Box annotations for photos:

>>>

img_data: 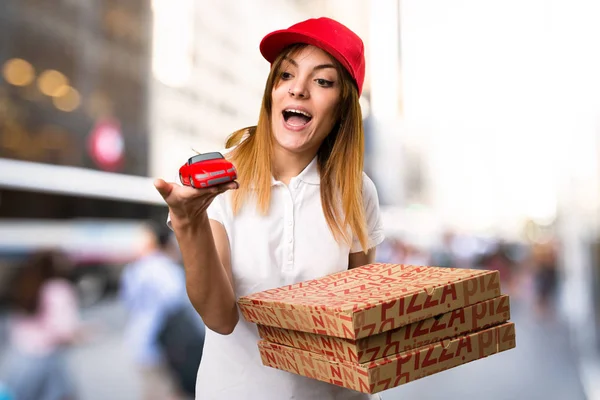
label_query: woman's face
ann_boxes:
[271,46,341,154]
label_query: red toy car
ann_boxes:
[179,152,237,188]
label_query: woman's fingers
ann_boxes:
[154,179,173,201]
[154,179,239,207]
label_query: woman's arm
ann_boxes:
[155,180,239,335]
[348,247,376,269]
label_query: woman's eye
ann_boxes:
[315,78,333,87]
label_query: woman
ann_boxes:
[4,250,81,400]
[155,18,384,400]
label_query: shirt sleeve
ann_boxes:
[350,173,385,253]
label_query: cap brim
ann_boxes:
[260,29,350,70]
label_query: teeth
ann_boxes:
[285,108,312,118]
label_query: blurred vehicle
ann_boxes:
[0,219,149,307]
[179,152,237,188]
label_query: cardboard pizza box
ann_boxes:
[238,264,500,339]
[258,296,510,363]
[258,322,516,393]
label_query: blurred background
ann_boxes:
[0,0,600,400]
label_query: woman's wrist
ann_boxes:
[169,211,210,232]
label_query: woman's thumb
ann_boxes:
[154,179,173,200]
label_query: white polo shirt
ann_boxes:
[179,157,384,400]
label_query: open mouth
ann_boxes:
[282,108,312,127]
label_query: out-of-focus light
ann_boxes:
[38,69,69,97]
[2,58,35,86]
[52,86,81,112]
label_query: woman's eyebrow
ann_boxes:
[284,57,335,71]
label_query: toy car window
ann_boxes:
[188,152,224,165]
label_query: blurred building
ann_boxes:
[149,0,376,179]
[0,0,164,304]
[0,0,164,218]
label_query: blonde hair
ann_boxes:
[225,44,368,252]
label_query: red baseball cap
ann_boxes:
[260,17,365,95]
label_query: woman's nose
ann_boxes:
[288,84,308,99]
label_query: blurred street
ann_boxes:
[0,0,600,400]
[0,282,586,400]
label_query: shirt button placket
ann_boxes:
[284,186,294,270]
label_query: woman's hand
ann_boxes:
[154,179,239,223]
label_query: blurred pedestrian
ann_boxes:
[155,18,384,400]
[3,250,81,400]
[121,223,204,400]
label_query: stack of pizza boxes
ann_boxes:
[238,264,516,393]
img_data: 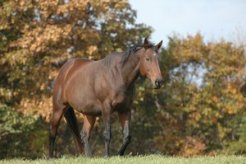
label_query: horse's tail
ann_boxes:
[64,106,83,153]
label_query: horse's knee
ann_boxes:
[103,130,112,141]
[124,135,132,144]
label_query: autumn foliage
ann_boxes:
[0,0,246,158]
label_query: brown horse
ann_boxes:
[49,38,162,157]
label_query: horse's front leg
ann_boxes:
[81,115,96,157]
[118,110,131,155]
[102,103,111,157]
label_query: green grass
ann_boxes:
[0,155,246,164]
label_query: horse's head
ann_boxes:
[139,38,163,89]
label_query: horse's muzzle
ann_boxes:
[155,79,163,89]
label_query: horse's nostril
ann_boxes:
[155,79,163,88]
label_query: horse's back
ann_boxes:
[53,58,92,103]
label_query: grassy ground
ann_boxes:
[0,155,246,164]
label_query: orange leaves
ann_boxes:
[17,25,71,54]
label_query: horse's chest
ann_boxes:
[111,93,127,108]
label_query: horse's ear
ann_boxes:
[144,37,150,49]
[155,41,162,51]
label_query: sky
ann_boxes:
[129,0,246,44]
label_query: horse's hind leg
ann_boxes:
[118,111,131,155]
[81,115,96,157]
[49,105,65,158]
[64,106,83,153]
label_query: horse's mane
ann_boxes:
[122,43,155,65]
[103,43,155,67]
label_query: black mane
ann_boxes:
[122,43,155,65]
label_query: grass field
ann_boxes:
[0,155,246,164]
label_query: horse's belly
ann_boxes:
[71,101,102,116]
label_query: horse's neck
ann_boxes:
[122,50,141,86]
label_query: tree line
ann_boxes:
[0,0,246,158]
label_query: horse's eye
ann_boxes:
[146,58,150,61]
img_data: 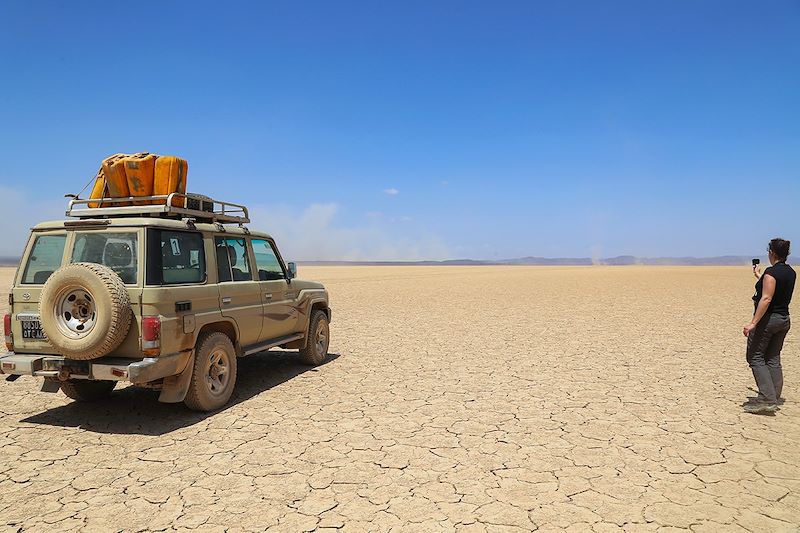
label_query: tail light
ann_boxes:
[3,314,14,352]
[142,316,161,357]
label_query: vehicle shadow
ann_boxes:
[22,351,339,435]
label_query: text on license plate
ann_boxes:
[22,320,47,340]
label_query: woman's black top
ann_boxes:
[753,263,797,316]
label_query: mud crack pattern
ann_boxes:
[0,267,800,533]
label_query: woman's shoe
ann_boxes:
[744,402,778,415]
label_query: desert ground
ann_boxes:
[0,266,800,533]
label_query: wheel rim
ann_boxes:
[55,286,97,339]
[314,320,328,355]
[206,347,231,396]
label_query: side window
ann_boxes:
[215,237,253,281]
[22,235,67,285]
[72,232,139,284]
[160,231,206,285]
[252,239,285,281]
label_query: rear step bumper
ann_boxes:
[0,350,192,383]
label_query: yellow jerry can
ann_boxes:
[153,155,189,207]
[122,153,156,205]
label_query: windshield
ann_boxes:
[72,232,139,285]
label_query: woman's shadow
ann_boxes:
[22,351,339,435]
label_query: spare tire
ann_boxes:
[39,263,132,360]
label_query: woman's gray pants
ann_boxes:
[747,313,791,403]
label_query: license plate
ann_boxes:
[22,320,47,340]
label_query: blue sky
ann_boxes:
[0,0,800,260]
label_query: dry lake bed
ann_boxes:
[0,266,800,533]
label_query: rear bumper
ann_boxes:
[0,350,192,383]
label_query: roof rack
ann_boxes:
[66,192,250,224]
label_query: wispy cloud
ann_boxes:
[250,203,450,261]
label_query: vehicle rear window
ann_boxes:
[160,231,206,285]
[215,237,253,282]
[252,239,286,281]
[22,234,67,285]
[72,232,139,285]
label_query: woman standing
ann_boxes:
[744,239,797,413]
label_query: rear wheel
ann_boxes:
[61,379,117,402]
[183,332,236,411]
[300,309,331,366]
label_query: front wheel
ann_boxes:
[183,332,236,411]
[300,310,331,366]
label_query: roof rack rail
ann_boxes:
[66,192,250,224]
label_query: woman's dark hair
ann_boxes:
[769,239,792,261]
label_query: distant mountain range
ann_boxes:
[298,255,766,266]
[0,255,767,267]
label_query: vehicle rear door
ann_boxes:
[252,238,299,342]
[214,236,264,347]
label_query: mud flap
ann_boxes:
[158,352,194,403]
[42,378,61,392]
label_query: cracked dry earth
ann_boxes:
[0,267,800,533]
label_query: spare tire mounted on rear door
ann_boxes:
[39,263,132,360]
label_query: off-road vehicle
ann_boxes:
[0,193,331,411]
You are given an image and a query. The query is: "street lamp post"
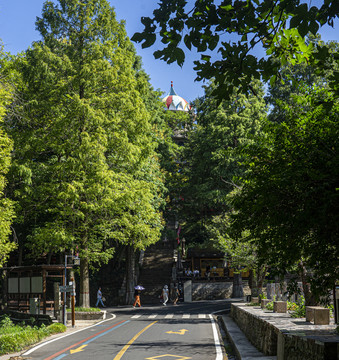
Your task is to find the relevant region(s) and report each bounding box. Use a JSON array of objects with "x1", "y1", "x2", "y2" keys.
[{"x1": 63, "y1": 255, "x2": 80, "y2": 327}]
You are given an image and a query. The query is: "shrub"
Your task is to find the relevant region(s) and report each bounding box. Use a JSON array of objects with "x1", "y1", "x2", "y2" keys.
[
  {"x1": 291, "y1": 296, "x2": 306, "y2": 318},
  {"x1": 47, "y1": 323, "x2": 66, "y2": 335},
  {"x1": 266, "y1": 301, "x2": 273, "y2": 311},
  {"x1": 0, "y1": 320, "x2": 66, "y2": 355}
]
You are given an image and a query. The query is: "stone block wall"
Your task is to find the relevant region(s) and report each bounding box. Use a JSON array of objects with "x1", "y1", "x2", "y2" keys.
[
  {"x1": 231, "y1": 304, "x2": 339, "y2": 360},
  {"x1": 278, "y1": 332, "x2": 339, "y2": 360},
  {"x1": 231, "y1": 304, "x2": 279, "y2": 356}
]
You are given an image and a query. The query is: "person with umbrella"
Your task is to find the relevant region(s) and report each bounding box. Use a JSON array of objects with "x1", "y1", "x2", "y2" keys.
[{"x1": 133, "y1": 285, "x2": 145, "y2": 308}]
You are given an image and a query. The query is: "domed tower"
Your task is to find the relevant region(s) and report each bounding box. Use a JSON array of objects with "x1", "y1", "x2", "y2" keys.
[{"x1": 162, "y1": 81, "x2": 191, "y2": 112}]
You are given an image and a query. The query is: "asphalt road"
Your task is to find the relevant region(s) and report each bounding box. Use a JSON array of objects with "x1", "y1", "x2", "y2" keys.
[{"x1": 23, "y1": 300, "x2": 230, "y2": 360}]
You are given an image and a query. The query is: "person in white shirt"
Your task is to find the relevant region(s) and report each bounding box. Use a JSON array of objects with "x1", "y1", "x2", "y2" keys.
[{"x1": 162, "y1": 285, "x2": 168, "y2": 306}]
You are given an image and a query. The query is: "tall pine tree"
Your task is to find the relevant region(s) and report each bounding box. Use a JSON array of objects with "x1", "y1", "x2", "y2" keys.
[{"x1": 8, "y1": 0, "x2": 165, "y2": 306}]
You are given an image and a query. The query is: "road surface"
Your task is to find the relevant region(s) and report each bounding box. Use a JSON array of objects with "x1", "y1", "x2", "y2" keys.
[{"x1": 23, "y1": 301, "x2": 230, "y2": 360}]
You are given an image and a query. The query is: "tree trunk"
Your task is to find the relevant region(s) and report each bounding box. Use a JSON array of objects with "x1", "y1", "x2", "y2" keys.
[
  {"x1": 232, "y1": 273, "x2": 244, "y2": 298},
  {"x1": 126, "y1": 245, "x2": 135, "y2": 305},
  {"x1": 79, "y1": 256, "x2": 90, "y2": 308}
]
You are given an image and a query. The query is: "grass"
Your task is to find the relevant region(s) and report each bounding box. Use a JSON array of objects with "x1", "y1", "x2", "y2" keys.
[{"x1": 0, "y1": 316, "x2": 66, "y2": 355}]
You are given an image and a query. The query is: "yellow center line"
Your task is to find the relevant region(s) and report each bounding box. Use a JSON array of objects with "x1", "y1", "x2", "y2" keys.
[{"x1": 113, "y1": 321, "x2": 158, "y2": 360}]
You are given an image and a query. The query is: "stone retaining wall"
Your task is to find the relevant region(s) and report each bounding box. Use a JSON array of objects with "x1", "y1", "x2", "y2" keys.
[
  {"x1": 231, "y1": 303, "x2": 339, "y2": 360},
  {"x1": 278, "y1": 332, "x2": 339, "y2": 360},
  {"x1": 67, "y1": 311, "x2": 105, "y2": 320},
  {"x1": 231, "y1": 304, "x2": 279, "y2": 355}
]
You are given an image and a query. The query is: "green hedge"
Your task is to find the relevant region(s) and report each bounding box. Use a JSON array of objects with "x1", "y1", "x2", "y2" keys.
[{"x1": 0, "y1": 323, "x2": 66, "y2": 355}]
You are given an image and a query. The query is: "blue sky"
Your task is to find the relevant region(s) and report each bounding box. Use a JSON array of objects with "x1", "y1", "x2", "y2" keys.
[{"x1": 0, "y1": 0, "x2": 339, "y2": 101}]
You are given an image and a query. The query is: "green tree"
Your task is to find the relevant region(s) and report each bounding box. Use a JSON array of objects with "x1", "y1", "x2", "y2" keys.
[
  {"x1": 184, "y1": 82, "x2": 266, "y2": 242},
  {"x1": 233, "y1": 88, "x2": 339, "y2": 295},
  {"x1": 5, "y1": 0, "x2": 162, "y2": 306},
  {"x1": 132, "y1": 0, "x2": 339, "y2": 99},
  {"x1": 0, "y1": 47, "x2": 15, "y2": 267}
]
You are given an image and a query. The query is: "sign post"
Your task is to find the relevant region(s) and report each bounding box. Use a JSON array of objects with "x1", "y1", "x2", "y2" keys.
[{"x1": 59, "y1": 255, "x2": 80, "y2": 327}]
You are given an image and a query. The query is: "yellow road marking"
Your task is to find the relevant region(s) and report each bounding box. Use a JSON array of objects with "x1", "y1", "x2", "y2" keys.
[
  {"x1": 166, "y1": 329, "x2": 188, "y2": 335},
  {"x1": 113, "y1": 321, "x2": 158, "y2": 360},
  {"x1": 145, "y1": 354, "x2": 192, "y2": 360},
  {"x1": 70, "y1": 345, "x2": 87, "y2": 354}
]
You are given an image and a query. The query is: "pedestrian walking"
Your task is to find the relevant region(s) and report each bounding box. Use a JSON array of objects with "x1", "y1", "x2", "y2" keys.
[
  {"x1": 173, "y1": 285, "x2": 180, "y2": 305},
  {"x1": 133, "y1": 290, "x2": 141, "y2": 307},
  {"x1": 95, "y1": 287, "x2": 106, "y2": 307},
  {"x1": 162, "y1": 285, "x2": 168, "y2": 306}
]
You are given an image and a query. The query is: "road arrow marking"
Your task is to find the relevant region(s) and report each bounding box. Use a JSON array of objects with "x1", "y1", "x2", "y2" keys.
[
  {"x1": 70, "y1": 345, "x2": 87, "y2": 354},
  {"x1": 166, "y1": 329, "x2": 188, "y2": 335},
  {"x1": 146, "y1": 354, "x2": 192, "y2": 360}
]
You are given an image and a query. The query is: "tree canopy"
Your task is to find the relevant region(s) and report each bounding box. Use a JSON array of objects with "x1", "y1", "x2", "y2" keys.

<<<

What is expected: Copy the lines above word for word, starting at the line containing "label_query: horse's knee" and ending with the line containing "[155,79,163,89]", both included.

Solved exercise:
label_query: horse's knee
ann_boxes:
[103,130,112,141]
[124,135,132,144]
label_query: autumn foliage
ann_boxes:
[0,0,246,158]
label_query: brown horse
ann_boxes:
[49,38,162,157]
label_query: horse's front leg
ann_boxes:
[81,115,96,157]
[118,110,131,155]
[102,103,111,157]
label_query: green grass
ann_boxes:
[0,155,246,164]
label_query: horse's head
ann_boxes:
[139,38,163,89]
label_query: horse's muzzle
ann_boxes:
[155,79,163,89]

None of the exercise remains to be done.